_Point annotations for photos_
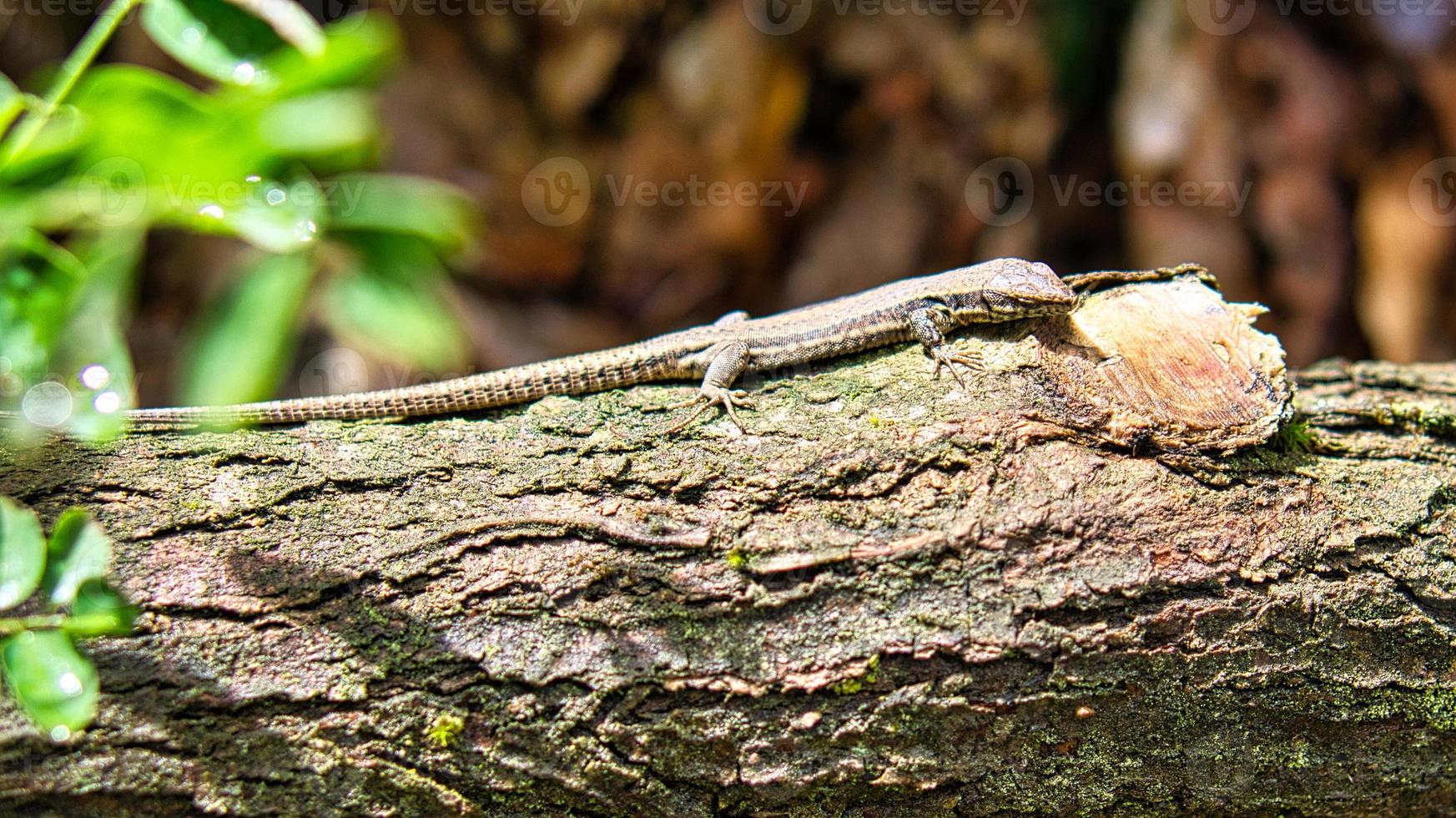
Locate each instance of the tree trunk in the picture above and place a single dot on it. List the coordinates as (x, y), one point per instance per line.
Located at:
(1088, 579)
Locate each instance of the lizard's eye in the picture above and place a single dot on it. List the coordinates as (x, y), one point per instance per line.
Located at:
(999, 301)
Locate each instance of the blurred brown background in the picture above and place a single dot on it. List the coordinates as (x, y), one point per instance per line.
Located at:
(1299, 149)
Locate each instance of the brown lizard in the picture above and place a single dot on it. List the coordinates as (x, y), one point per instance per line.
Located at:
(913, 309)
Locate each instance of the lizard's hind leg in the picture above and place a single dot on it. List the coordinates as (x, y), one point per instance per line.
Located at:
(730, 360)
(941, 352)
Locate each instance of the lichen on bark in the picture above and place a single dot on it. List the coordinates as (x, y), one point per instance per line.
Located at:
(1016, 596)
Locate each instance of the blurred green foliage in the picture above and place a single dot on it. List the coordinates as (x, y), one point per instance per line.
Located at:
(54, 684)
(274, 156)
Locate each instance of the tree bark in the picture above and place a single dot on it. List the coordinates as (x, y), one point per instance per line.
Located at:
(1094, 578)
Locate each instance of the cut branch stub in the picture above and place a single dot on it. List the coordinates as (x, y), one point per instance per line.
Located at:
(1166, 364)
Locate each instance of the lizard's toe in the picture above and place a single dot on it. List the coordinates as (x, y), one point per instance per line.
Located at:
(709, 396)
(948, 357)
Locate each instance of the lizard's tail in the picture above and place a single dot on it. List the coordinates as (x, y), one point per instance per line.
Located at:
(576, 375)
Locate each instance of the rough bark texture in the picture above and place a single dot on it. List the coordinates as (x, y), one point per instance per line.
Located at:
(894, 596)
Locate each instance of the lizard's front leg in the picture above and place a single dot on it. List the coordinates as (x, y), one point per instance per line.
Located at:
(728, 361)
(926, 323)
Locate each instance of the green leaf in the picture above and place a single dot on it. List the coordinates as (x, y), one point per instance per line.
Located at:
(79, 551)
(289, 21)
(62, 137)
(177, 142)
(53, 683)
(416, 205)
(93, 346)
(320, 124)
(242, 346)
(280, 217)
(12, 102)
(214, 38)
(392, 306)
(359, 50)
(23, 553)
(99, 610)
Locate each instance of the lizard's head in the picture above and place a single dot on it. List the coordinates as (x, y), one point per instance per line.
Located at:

_SHORT EXERCISE_
Copy out every one of the rows above word for word, leaving out the pictures.

_TASK RESPONSE_
Locate each instance of the tree trunk in the picture above and place a single dot on it. List the coordinates as (x, y), one point per instance per line.
Located at:
(1088, 579)
Locate each instance of the lizard's eye in the picture above and place a single dot on it. List the coordinates as (x, y), one point per instance per line.
Located at:
(999, 301)
Locate each instance of the blurred brown background in the picture above and place a single dot on it. List the coordinates as (x, y), one point per instance per line.
Located at:
(1299, 149)
Locate each instance of the brown lizard in the picture above and place a single dot on it. List the coordinates as (x, y), one point per instance per line.
Located at:
(913, 309)
Locate each instance of the lizard's hind leg in the picture above and place a single dot on it. List the coordinates as (x, y), one point per instance per line.
Located at:
(730, 360)
(941, 352)
Locate each instance of the lichen on bark in the picture above and place a single dot on it. List the coordinates as (x, y), one point per instance per line.
Located at:
(1016, 596)
Locate each instance of the blurred green foliage in the picture above and place a single dot on it. List the coordinates as (x, y), one point per instance per line.
Located at:
(54, 684)
(274, 156)
Locate each instance of the tree bark in the picture above and place a single dot on it. List the coordinates as (x, y), one point per instance per line.
Located at:
(1094, 578)
Locate each instance of the cut branch stub in the picture above and place a single dot on it. List the coordinates as (x, y), one point per instance per line.
Located at:
(1166, 364)
Locate each instance of the lizard's toe in the picture above and place a single dot on it. List the coordinates as (x, y), one point per instance per line.
Located at:
(709, 396)
(948, 357)
Locate each instance of the lizard's tail in the picture above and place a single dot on it. List the coordinates as (x, y), one point per instance per line.
Located at:
(576, 375)
Locate each instance of the rough bark texture in the picture above and place a single dot on it. List the coordinates as (x, y), one point per instance per line.
Located at:
(894, 596)
Locate each instance of the lizard's front leg in the picture above and place a single dot on it. List the coordinates as (x, y), one point per instance per line.
Located at:
(728, 361)
(926, 323)
Locate each instance of the green leaf in the picture above and place a single dot on it. List the coordinates as (x, y), one point per instance per line.
Located at:
(79, 551)
(289, 21)
(62, 137)
(177, 142)
(53, 683)
(416, 205)
(93, 346)
(320, 124)
(242, 346)
(280, 217)
(12, 102)
(214, 38)
(392, 306)
(359, 50)
(23, 553)
(99, 610)
Locate each instance of the lizard's head in the picture above and place a single dot on it. List the coordinates as (x, y), one point per instance per line.
Located at:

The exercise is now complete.